▶ **What the task requires**
Write out each line word for word. Drop pictures.

Entries from a dataset:

========

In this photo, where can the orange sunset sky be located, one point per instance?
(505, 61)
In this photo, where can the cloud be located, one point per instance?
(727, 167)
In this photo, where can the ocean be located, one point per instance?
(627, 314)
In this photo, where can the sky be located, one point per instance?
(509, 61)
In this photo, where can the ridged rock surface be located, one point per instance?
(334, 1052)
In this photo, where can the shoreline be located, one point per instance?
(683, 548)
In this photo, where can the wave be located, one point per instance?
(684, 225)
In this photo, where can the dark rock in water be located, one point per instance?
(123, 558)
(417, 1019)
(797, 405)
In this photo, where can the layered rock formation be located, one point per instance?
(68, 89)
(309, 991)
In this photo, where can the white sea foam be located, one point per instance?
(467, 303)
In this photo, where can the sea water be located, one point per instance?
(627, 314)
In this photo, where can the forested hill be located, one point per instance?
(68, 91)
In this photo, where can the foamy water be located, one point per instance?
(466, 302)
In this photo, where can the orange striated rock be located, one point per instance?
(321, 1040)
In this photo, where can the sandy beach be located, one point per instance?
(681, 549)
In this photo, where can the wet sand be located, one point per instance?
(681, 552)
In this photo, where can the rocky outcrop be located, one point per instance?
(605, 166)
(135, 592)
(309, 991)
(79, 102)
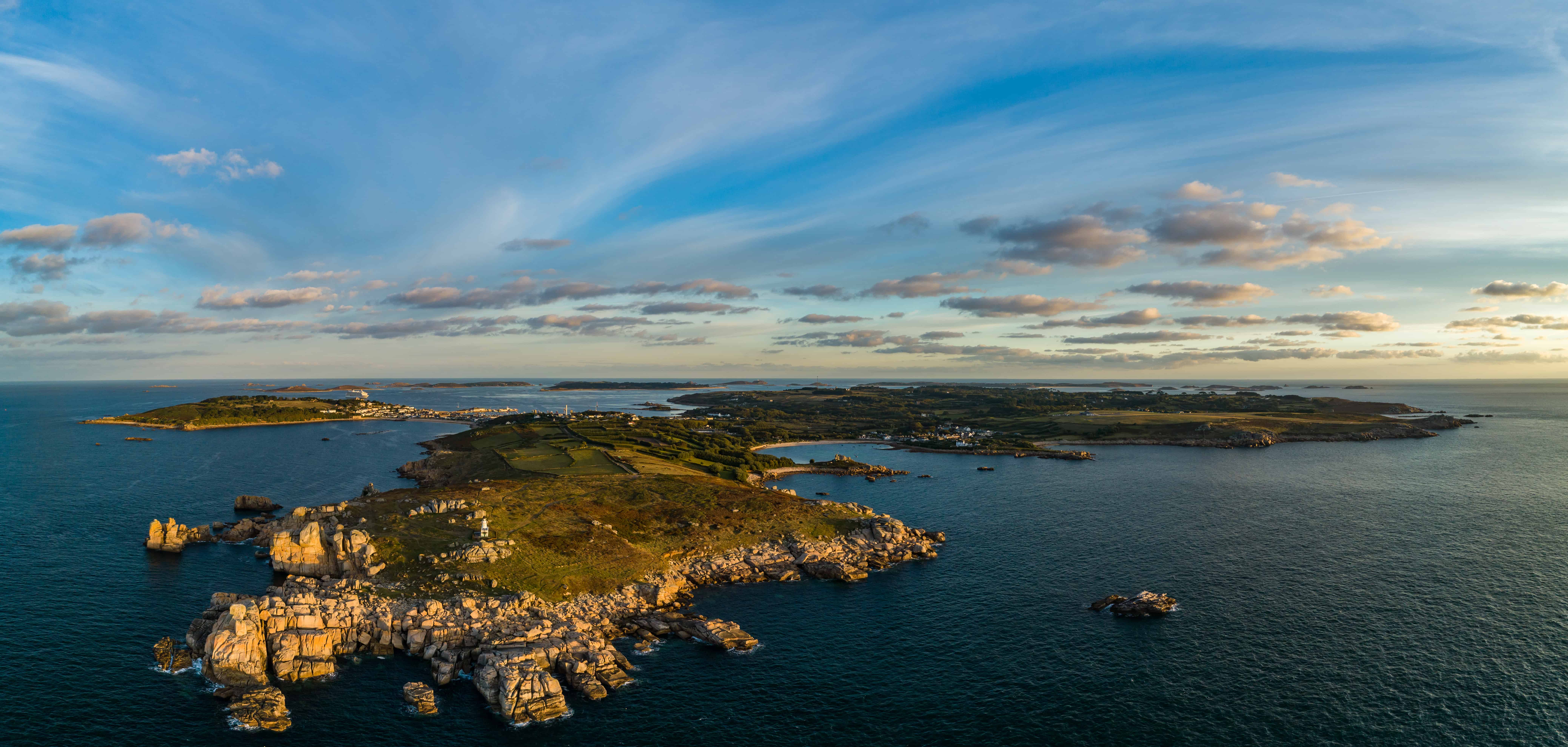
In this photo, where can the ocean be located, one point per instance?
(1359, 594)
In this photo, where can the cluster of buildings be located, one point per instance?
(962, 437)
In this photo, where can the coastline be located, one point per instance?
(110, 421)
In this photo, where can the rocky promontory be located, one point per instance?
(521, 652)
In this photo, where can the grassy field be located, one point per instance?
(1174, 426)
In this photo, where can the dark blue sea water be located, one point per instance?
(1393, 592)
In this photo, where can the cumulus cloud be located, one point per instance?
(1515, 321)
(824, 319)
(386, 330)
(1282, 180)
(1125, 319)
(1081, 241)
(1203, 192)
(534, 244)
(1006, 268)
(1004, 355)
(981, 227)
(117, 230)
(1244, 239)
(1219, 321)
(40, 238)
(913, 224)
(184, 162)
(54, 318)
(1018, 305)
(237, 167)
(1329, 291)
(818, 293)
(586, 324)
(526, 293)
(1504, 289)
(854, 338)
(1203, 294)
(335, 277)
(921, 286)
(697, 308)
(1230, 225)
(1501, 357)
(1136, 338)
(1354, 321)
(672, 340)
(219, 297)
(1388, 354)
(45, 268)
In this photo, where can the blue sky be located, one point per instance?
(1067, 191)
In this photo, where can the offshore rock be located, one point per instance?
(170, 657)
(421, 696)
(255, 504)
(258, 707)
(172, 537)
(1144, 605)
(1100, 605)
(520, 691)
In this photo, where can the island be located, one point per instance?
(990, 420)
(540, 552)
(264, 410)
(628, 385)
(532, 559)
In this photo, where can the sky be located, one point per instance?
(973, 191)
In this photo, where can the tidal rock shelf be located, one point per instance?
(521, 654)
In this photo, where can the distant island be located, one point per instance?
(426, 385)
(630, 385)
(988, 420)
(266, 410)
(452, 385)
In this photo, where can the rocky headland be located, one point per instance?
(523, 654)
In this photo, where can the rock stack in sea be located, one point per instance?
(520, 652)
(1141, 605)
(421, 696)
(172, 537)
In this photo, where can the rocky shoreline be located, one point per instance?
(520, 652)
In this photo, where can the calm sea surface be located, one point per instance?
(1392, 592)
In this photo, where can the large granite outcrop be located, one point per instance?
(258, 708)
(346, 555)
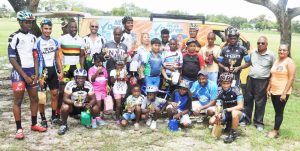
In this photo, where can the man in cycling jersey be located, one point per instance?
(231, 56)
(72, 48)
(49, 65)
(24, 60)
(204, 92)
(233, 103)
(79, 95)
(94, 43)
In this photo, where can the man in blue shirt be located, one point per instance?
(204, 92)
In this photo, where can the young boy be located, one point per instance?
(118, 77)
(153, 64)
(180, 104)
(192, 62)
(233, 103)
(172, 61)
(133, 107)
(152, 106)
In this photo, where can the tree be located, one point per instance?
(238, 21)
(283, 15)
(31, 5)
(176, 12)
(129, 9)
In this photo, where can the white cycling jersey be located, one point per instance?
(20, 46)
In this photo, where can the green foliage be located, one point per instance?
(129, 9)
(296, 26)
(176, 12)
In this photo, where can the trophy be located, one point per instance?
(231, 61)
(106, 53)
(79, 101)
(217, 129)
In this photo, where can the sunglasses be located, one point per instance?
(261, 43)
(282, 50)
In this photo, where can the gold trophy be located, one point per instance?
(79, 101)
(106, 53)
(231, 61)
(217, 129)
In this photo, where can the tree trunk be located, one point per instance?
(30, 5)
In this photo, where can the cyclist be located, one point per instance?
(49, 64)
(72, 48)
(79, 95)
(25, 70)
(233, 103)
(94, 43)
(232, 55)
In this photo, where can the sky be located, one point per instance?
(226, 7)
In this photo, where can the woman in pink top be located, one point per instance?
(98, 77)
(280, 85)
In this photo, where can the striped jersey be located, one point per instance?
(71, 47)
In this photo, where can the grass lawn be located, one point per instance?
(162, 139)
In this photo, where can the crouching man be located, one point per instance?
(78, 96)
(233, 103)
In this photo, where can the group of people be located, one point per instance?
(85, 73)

========

▶ **Written response**
In this photo, where can the orange sunset sky be located, one point per instance?
(505, 61)
In this photo, where can the cloud be located, one point per instance?
(727, 167)
In this photo, where can the ocean be located, one point per instance?
(627, 314)
In this photo, where can the sky be located, one point per instance?
(509, 61)
In this photo, where can the ridged rock surface be located, one point per instance?
(334, 1052)
In this photo, where can the shoreline be located, one point per instance?
(683, 548)
In this photo, where can the wave be located, one point per instance?
(684, 225)
In this photo, where can the dark rock in water be located, one point per instance?
(123, 558)
(417, 1019)
(797, 405)
In this photo, where can the layered rock formation be located, one point per instance?
(68, 89)
(309, 991)
In this photo, where can the white sea foam be located, one point per instance?
(467, 303)
In this photo, where can the sea water be located, one point per instance?
(627, 314)
In this photo, where can the forested hill be located, one point per instance?
(68, 91)
In this photo, where can the foamy water be located, one point per instance?
(466, 302)
In this photo, where can the orange striated rock be located, one point per instance?
(321, 1040)
In this photo, where can the sandy beach be located, one point per instance?
(681, 549)
In this photo, where can the wet sand be located, one point per instance?
(681, 552)
In this photo, where can the rocky outcrop be located, one point per instance?
(605, 166)
(135, 592)
(309, 991)
(79, 102)
In this photo, where can the ocean be located, one point per instance?
(1359, 594)
In this photo, where can the cluster of buildings be located, one point per instance?
(962, 437)
In this photo, where can the coastline be located, one point per instance?
(110, 421)
In this photo, where can the rocky promontory be located, one point per instance?
(521, 652)
In this photo, where can the grassy field be located, one point per instance?
(1174, 426)
In this photo, where can the dark blue sea water be located, one point per instance?
(1393, 592)
In this photo, where can the cumulus cloud be located, one point per instance?
(1515, 321)
(824, 319)
(386, 330)
(1282, 180)
(1125, 319)
(1081, 241)
(1203, 192)
(534, 244)
(1006, 268)
(1004, 355)
(981, 227)
(117, 230)
(1244, 239)
(1219, 321)
(40, 238)
(913, 224)
(184, 162)
(54, 318)
(1018, 305)
(237, 167)
(1329, 291)
(818, 293)
(586, 324)
(526, 293)
(1504, 289)
(854, 338)
(1203, 294)
(335, 277)
(921, 286)
(697, 308)
(1230, 225)
(1501, 357)
(1136, 338)
(1354, 321)
(672, 340)
(219, 297)
(1388, 354)
(45, 268)
In this photo, where can the blue sky be located, one point per instance?
(1067, 191)
In this photo, where can the offshore rock be located, one point per instance?
(170, 657)
(421, 696)
(255, 504)
(258, 707)
(172, 537)
(1144, 605)
(1100, 605)
(520, 691)
In this photo, where can the island be located, one point per instance?
(990, 420)
(540, 552)
(264, 410)
(628, 385)
(532, 559)
In this photo, where can the sky be located, one point per instance?
(973, 191)
In this photo, where can the tidal rock shelf be located, one point per instance?
(521, 654)
In this photo, where can the distant island be located, one point per instance?
(426, 385)
(630, 385)
(988, 420)
(266, 410)
(452, 385)
In this photo, where can the rocky headland be located, one point per instance?
(523, 654)
In this photo, where can the rock stack in sea be located, one point per instance?
(520, 652)
(1141, 605)
(421, 696)
(172, 537)
In this photo, where can the rocky shoreline be located, one point per instance?
(520, 652)
In this photo, where can the calm sea surface be located, one point per instance?
(1392, 592)
In this photo, where can the large granite outcrop be located, one point per instance?
(258, 708)
(346, 555)
In this photo, where can the man in cycling jersey be located, one point per instance?
(231, 56)
(72, 48)
(49, 65)
(24, 60)
(204, 92)
(233, 103)
(79, 95)
(94, 43)
In this photo, where can the man in blue shirt be located, one point per instance?
(204, 92)
In this photo, where can the young boy be located, one point per instance?
(118, 77)
(153, 64)
(180, 104)
(192, 62)
(233, 103)
(172, 61)
(133, 107)
(152, 106)
In this photo, where can the tree be located, one point per instance?
(238, 21)
(283, 15)
(31, 5)
(176, 12)
(129, 9)
In this photo, where can the white cycling jersey be located, one point per instance?
(20, 46)
In this photo, where can the green foliage be located, one point per instance?
(129, 9)
(296, 26)
(176, 12)
In this photo, where can the trophy be located, one point per instance?
(231, 61)
(106, 53)
(79, 101)
(217, 129)
In this photo, where can the sunglasses be located, one point per instance?
(261, 43)
(282, 50)
In this photo, where can the gold trophy be located, one point per instance?
(79, 101)
(106, 53)
(231, 61)
(217, 129)
In this photo, where can the tree trunk be located, one point per instance?
(30, 5)
In this photo, where can the cyclist be located, one point per instance?
(49, 64)
(72, 48)
(79, 95)
(25, 70)
(233, 103)
(94, 43)
(232, 55)
In this photo, where can the sky be located, one point per instance?
(226, 7)
In this photo, where can the woman in pink top be located, one point per instance?
(98, 77)
(280, 85)
In this photo, where can the striped jersey be located, one point per instance?
(71, 47)
In this photo, where can the grass lawn be located, one point per instance?
(162, 139)
In this photo, where can the crouching man be located, one point per instance?
(78, 96)
(233, 103)
In this photo, where can the group of people be located, one point per instance?
(85, 73)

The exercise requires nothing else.